演習用文章>
########
序盤の種目で大きな注目を集めるのが男子100mだ。日本時間では17日の午前中に準決勝と決勝が行なわれるが、今大会に限らず、100mはいつの大会も花形種目であった。だからこそ、11年前に起きた出来事もまた、大会の歴史に残るレースとなった。
最強だったボルトがまさかのフライング
それは2011年、韓国・大邱大会だ。決勝でウサイン・ボルト(ジャマイカ)がフライングをおかし、失格となったのである。
当時のボルトは2008年北京五輪の100m、200mともに世界新記録で金メダル、4×100mリレーとあわせて3冠に輝き(2017年に剥奪)、2009年の世界選手権では100mで9秒5秒台に突入する9秒58の世界新、200mでも世界新記録で2冠。圧倒的な存在感を誇るスプリンターであった。
当然、2011年世界選手権でも大きな期待が寄せられていた。迎えた100m決勝でフライングが起こり、それがボルトであったことが分かった瞬間、つまり失格となった瞬間、場内はため息とも落胆ともつかない、何とも言えない空気に包まれたのだ。
########
演習課題>
(a) 男子100mの文章の「当然、2011年世界選手権でも」で始まる段落を、主な事実を残して短く書き直しなさい。
(b) 男子100mの文章によると、11年前の出来事はなぜ大会の歴史に残るレースとなったのか。本文に基づいて1〜3文で説明しなさい。
(c) 男子100mの文章を、最後の文の後から続けて書きなさい。

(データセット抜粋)
########
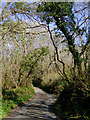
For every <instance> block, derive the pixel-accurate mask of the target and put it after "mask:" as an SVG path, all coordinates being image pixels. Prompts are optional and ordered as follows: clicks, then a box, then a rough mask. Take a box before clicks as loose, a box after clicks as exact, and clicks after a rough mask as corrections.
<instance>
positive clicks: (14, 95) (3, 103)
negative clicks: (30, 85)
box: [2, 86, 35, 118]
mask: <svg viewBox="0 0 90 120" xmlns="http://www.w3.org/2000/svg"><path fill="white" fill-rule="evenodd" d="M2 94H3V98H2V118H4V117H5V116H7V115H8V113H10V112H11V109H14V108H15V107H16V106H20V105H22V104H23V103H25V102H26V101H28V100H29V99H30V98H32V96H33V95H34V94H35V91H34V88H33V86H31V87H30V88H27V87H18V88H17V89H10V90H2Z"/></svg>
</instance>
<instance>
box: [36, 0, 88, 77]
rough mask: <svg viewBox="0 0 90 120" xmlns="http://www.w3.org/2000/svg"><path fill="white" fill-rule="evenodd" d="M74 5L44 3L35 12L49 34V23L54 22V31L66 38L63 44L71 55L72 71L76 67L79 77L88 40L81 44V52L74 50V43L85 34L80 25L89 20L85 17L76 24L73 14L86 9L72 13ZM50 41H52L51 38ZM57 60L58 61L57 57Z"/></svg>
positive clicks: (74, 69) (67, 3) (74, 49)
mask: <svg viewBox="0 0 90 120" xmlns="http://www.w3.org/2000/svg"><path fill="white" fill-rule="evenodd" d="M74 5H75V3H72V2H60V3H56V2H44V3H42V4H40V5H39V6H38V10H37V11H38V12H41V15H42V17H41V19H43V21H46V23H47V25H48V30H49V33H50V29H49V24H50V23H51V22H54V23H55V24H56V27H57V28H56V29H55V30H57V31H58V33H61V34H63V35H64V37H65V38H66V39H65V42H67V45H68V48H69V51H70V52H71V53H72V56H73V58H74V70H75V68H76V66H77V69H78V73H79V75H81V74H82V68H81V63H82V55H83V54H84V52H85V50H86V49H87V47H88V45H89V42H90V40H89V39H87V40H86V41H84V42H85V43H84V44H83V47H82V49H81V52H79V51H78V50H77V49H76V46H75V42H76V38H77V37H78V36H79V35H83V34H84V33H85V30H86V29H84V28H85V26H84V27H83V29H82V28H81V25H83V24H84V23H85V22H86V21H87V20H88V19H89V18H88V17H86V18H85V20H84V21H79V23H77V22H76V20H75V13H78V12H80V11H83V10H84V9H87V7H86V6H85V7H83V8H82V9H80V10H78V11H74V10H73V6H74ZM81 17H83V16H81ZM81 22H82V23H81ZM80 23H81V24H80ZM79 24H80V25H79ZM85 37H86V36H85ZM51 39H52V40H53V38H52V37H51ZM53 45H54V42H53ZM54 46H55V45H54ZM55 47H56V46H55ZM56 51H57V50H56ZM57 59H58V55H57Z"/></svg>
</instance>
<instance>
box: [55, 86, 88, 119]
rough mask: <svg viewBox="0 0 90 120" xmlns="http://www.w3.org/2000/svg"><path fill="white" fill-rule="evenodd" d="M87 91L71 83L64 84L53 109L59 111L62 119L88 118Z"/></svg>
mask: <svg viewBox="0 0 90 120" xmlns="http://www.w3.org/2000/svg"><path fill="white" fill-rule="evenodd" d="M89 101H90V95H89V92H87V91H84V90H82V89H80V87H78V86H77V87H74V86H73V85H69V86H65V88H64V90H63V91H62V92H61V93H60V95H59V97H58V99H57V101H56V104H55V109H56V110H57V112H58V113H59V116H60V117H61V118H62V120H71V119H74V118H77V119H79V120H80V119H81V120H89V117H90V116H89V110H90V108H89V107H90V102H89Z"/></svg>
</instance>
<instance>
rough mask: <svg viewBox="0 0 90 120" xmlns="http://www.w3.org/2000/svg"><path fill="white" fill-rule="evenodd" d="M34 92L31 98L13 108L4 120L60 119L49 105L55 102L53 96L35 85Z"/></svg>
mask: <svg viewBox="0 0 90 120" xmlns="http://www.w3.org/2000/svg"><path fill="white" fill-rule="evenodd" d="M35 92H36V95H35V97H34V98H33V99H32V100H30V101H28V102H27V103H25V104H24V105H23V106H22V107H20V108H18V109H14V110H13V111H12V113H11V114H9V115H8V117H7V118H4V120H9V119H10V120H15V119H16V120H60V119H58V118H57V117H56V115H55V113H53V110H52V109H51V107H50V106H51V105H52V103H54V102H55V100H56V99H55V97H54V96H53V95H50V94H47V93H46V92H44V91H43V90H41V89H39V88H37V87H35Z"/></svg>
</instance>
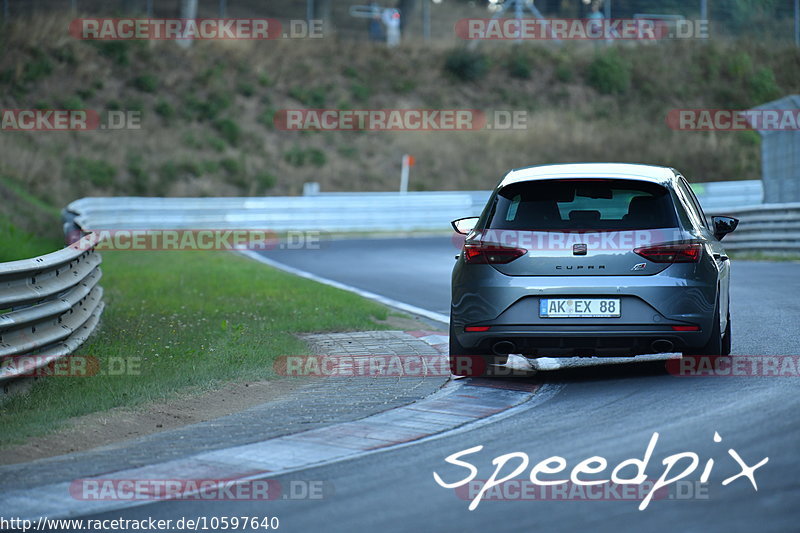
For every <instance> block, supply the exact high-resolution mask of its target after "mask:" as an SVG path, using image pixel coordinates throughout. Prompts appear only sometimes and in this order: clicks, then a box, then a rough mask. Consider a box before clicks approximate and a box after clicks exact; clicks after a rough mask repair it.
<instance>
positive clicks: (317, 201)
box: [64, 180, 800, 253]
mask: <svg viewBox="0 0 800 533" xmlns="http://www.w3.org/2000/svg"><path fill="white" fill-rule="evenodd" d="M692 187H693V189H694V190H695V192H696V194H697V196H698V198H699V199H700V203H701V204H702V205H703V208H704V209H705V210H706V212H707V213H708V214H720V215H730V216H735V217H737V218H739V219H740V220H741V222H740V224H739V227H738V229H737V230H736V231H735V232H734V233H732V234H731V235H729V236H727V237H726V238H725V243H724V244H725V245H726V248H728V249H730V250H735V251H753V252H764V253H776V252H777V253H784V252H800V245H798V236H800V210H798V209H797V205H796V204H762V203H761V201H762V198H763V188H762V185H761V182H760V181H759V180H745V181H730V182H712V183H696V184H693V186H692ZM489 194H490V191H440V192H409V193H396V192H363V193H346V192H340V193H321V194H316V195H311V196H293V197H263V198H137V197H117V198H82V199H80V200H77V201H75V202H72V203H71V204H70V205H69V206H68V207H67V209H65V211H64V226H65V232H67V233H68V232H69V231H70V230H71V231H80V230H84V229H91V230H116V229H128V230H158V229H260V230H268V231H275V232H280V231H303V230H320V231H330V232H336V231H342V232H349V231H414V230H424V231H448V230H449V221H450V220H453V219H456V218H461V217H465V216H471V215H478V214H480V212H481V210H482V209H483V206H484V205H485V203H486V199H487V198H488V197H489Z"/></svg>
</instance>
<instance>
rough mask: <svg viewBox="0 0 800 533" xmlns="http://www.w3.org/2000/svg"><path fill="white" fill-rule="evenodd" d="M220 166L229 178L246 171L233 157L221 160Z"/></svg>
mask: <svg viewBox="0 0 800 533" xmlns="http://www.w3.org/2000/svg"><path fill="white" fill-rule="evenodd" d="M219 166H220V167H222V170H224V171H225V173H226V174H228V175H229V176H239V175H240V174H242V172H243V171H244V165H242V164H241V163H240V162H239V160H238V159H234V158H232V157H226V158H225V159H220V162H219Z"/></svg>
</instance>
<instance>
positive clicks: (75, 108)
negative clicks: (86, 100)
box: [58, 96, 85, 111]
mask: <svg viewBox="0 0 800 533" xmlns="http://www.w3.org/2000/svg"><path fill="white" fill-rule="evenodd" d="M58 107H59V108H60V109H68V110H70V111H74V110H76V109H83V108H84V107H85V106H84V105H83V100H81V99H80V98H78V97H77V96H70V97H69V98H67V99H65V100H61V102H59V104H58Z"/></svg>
########
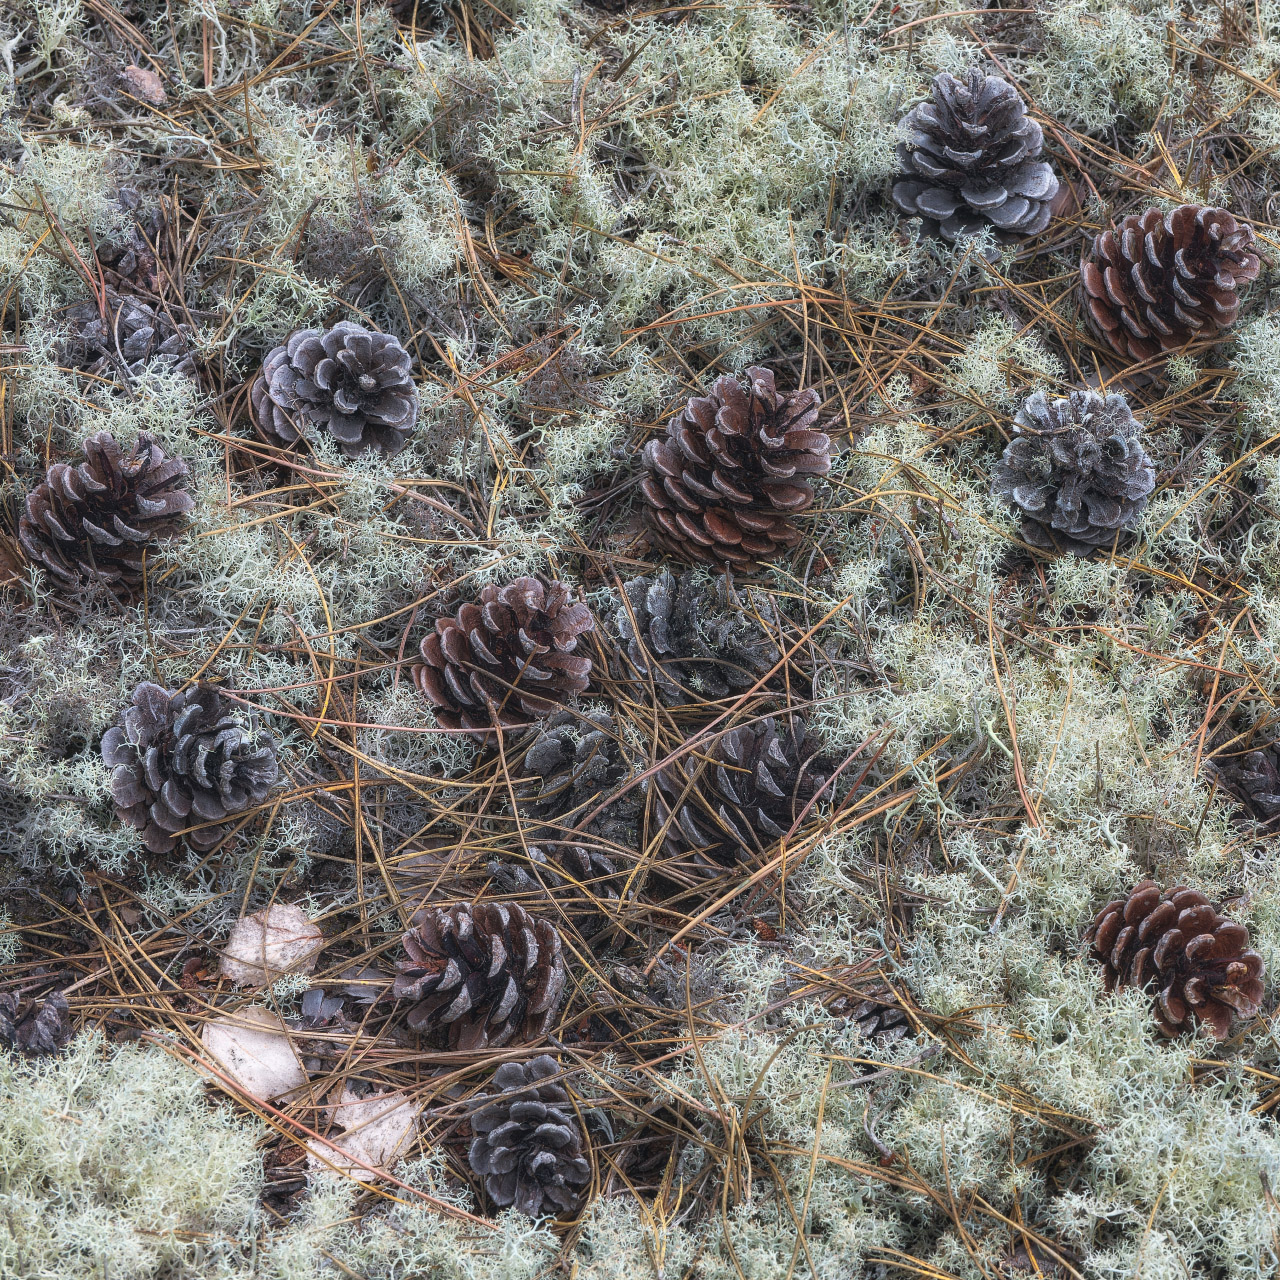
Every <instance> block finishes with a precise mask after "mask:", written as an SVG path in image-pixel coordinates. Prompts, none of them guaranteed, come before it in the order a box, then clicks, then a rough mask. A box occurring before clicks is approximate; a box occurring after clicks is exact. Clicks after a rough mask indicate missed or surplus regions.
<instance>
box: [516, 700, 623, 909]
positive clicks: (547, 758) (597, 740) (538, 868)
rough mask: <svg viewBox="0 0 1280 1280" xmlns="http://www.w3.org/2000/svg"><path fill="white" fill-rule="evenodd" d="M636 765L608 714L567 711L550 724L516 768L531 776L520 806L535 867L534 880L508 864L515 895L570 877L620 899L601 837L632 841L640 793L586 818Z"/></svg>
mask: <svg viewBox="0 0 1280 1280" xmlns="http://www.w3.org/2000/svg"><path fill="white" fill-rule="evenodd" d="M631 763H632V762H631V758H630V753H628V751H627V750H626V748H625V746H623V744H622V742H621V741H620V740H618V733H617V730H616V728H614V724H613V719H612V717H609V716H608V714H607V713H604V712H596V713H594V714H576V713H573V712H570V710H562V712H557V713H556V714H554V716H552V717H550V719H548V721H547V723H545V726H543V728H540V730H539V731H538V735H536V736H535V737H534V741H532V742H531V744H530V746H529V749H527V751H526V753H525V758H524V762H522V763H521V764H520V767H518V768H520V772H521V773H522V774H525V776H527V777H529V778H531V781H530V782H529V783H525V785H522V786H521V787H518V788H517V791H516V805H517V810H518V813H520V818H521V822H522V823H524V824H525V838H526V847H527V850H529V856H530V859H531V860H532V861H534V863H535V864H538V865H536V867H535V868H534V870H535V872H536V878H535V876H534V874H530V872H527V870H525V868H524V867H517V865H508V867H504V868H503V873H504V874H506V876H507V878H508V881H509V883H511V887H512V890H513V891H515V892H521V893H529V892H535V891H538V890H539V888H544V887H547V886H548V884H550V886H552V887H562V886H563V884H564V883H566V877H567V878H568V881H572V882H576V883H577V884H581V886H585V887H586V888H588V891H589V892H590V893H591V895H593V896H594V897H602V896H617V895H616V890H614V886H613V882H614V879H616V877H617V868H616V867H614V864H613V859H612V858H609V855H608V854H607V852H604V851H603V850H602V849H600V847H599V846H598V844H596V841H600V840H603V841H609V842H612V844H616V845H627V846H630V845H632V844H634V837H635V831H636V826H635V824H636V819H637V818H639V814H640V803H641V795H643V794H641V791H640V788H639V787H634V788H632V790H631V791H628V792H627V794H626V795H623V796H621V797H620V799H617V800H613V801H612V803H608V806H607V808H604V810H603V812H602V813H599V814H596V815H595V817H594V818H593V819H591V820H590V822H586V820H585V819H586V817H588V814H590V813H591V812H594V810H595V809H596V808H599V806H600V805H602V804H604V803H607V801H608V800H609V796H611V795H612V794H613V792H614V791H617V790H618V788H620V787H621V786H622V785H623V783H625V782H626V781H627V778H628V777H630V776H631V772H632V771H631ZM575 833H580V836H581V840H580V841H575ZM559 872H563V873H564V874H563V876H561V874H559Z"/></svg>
########
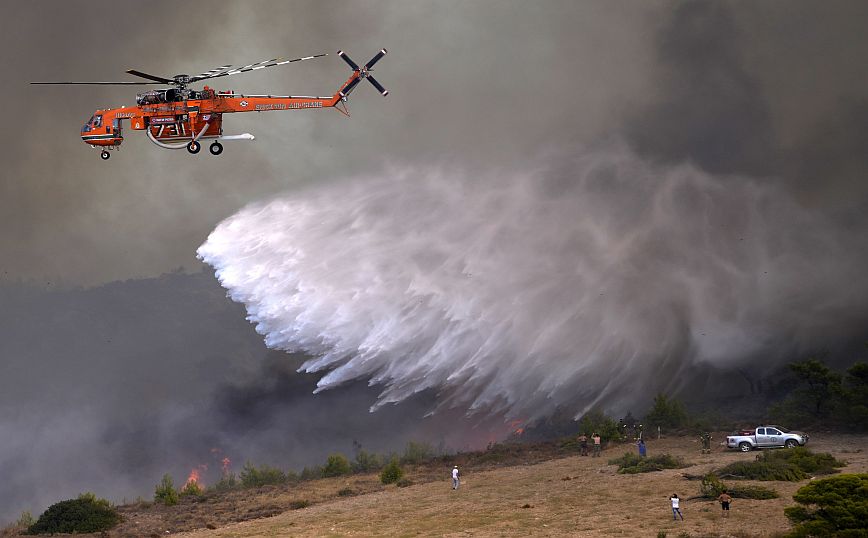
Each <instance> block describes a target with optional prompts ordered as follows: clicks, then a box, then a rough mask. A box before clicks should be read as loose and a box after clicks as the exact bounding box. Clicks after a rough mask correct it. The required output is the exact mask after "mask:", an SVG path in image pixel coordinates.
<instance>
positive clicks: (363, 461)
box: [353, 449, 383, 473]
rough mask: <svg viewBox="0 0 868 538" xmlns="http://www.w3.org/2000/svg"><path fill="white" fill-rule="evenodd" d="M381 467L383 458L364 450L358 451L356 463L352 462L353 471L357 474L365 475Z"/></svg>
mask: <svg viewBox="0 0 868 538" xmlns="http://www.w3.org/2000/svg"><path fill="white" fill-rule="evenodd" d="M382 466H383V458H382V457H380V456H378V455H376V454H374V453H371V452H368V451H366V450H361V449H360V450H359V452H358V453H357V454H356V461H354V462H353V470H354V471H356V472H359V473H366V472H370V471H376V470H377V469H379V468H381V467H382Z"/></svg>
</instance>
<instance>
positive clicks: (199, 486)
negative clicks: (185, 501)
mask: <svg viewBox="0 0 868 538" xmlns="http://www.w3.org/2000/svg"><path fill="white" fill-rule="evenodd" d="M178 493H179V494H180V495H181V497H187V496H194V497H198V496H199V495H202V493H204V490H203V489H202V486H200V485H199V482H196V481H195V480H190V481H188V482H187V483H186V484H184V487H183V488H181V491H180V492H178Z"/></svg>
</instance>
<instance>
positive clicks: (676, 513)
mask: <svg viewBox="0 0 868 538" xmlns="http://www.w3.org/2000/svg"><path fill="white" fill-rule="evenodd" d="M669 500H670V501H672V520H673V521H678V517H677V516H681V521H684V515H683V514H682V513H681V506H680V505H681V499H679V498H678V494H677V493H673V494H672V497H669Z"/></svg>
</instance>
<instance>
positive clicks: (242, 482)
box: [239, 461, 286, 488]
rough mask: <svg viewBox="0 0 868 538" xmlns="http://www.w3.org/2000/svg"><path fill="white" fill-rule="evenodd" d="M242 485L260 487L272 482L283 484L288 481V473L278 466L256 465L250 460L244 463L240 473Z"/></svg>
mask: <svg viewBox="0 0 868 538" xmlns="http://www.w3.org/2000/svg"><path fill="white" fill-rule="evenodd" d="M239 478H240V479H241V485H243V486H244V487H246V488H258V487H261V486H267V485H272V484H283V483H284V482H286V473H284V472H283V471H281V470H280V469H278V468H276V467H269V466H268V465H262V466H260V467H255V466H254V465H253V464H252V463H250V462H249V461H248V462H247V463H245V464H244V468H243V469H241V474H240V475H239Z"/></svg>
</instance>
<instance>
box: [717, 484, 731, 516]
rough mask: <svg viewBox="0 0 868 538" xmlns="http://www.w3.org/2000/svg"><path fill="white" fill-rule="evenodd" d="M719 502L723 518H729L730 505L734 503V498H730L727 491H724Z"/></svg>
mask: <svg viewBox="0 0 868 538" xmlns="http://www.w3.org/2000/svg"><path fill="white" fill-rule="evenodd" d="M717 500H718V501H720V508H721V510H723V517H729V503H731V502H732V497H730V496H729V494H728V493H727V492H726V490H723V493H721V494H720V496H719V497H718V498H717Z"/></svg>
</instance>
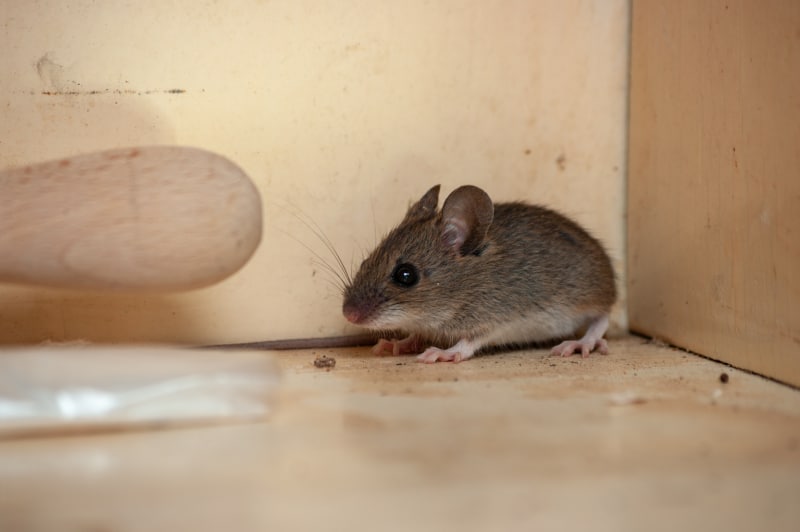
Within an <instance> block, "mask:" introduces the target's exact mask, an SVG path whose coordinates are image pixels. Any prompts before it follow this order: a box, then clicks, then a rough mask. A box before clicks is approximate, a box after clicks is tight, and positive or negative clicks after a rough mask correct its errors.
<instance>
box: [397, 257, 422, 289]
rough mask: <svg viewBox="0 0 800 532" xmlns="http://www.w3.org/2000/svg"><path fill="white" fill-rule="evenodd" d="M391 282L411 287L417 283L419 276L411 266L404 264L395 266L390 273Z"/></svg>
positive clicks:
########
課題の解答>
(a) 2011年世界選手権でもボルトには大きな期待が寄せられていた。100m決勝でフライングをしたのがボルトだと分かり、失格となった瞬間、場内はため息とも落胆ともつかない空気に包まれた。

(b) 100mは今大会に限らず、いつの大会でも花形種目だった。そのため、この種目で起きた11年前の出来事も、大会の歴史に残るレースとなった。

(c)
ボルトのフライングの背景には…
背景には、2010年から適用されたルール改正があった。
そもそも、2002年までは同じ選手が2度フライングをしたら失格となっていた。だが一度目は失格にならないため、駆け引きから意図的にフライングするケースが疑われたり、何人もの選手がフライングするなどの事態も起こった。そのため、「一度目のフライングした選手が誰であれ、二度目のフライングした選手が失格」というルールが誕生。そして2010年に「一度フライングをしたらその選手が失格」というルールに変わった。
そして「一発で失格」のルールのもとで行われた初めての世界選手権で、その適用を受けたのがボルトであった。